The Nanny (1993–1999): Season 3, Episode 19 - Love Is a Many Blundered Thing - full transcript

Thinking Mr. Sheffield wants her to be her valentine, she puts up a billboard in Times Square.

Oh, it's a valentine from Ma.

How do you know?

Look, there's
a Lee Press-On Nail
stuck in the truffle.

So, Fran,
how come you don't
like Valentine's Day?

Oh, you know,
everybody makes
such a big deal

about it being
the most romantic
day of the year.

Meanwhile, I think
it's very commercialized,

and I just don't buy into it.

Oh! I got a date
for Valentine's Day!

Oh, you know,
it's the most
romantic day of the year.

Oh, what is it with girls
and Valentine's Day?



They send you
those stupid cards,

and then they
expect you to, like,

talk to them and ask them out.

Well, I'm not doing it.

No one sent you a card?

No.

* Exercise input *
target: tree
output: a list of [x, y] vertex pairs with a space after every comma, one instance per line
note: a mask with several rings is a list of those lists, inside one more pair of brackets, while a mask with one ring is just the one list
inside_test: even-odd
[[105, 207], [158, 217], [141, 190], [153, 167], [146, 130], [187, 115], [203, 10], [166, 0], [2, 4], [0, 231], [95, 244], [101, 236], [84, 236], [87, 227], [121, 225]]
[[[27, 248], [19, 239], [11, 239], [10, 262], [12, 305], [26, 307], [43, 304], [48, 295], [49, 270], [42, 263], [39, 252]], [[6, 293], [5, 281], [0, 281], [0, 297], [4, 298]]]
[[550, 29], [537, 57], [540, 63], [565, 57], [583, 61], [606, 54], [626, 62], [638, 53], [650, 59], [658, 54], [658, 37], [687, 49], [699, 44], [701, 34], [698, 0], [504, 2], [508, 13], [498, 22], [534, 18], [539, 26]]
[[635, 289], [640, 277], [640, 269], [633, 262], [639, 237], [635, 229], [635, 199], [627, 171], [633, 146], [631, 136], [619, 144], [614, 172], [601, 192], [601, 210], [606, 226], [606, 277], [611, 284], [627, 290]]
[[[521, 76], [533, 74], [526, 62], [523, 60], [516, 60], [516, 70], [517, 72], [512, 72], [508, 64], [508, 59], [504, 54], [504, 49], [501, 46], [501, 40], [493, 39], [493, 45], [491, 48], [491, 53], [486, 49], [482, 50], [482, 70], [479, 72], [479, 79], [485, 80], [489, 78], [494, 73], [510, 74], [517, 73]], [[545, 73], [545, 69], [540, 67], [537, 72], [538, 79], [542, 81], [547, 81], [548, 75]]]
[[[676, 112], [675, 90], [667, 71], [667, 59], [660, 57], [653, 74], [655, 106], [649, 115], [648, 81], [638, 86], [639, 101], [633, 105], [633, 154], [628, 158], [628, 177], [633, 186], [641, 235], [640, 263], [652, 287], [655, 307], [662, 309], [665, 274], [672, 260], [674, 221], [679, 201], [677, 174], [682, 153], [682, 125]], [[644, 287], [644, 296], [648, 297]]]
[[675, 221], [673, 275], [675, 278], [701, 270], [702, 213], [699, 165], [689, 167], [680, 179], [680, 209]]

* Tasks and exercises *
a - Check each statement against the transcript and answer yes or no, quoting the words that decide it: (i) Valentine's Day is called very commercialized. (ii) A Lee Press-On Nail was found in a truffle. (iii) The person asked about receiving a card says that one arrived.
b - Reproduce the rows from the first row through the row containing "81], [548, 75]]]", inclusive.
The transcript and the rows come from unrelated sources.

* Answers for this exercise *
a -
(i) Yes: "it's very commercialized"
(ii) Yes: "a Lee Press-On Nail" and "stuck in the truffle."
(iii) No: "No one sent you a card?" is answered with "No."

b -
target: tree
output: a list of [x, y] vertex pairs with a space after every comma, one instance per line
note: a mask with several rings is a list of those lists, inside one more pair of brackets, while a mask with one ring is just the one list
inside_test: even-odd
[[105, 207], [158, 217], [141, 190], [153, 167], [146, 130], [187, 115], [203, 10], [166, 0], [2, 4], [0, 231], [95, 244], [101, 236], [84, 236], [87, 227], [121, 225]]
[[[27, 248], [19, 239], [11, 239], [10, 262], [12, 305], [26, 307], [43, 304], [48, 295], [49, 270], [42, 263], [39, 252]], [[6, 293], [5, 281], [0, 281], [0, 297], [4, 298]]]
[[550, 29], [537, 57], [540, 63], [565, 57], [583, 61], [606, 54], [626, 62], [638, 53], [650, 59], [658, 54], [658, 37], [687, 49], [699, 44], [701, 34], [698, 0], [504, 2], [508, 13], [498, 22], [534, 18], [539, 26]]
[[635, 289], [640, 277], [640, 269], [633, 262], [639, 237], [635, 229], [635, 199], [627, 171], [633, 146], [631, 136], [619, 144], [614, 172], [601, 192], [601, 210], [606, 226], [606, 277], [611, 284], [627, 290]]
[[[521, 76], [533, 74], [526, 62], [523, 60], [516, 60], [516, 70], [517, 72], [512, 72], [508, 64], [508, 59], [504, 54], [504, 49], [501, 46], [501, 40], [493, 39], [493, 45], [491, 48], [491, 53], [486, 49], [482, 50], [482, 70], [479, 72], [479, 79], [485, 80], [489, 78], [494, 73], [510, 74], [517, 73]], [[545, 73], [545, 69], [540, 67], [537, 72], [538, 79], [542, 81], [547, 81], [548, 75]]]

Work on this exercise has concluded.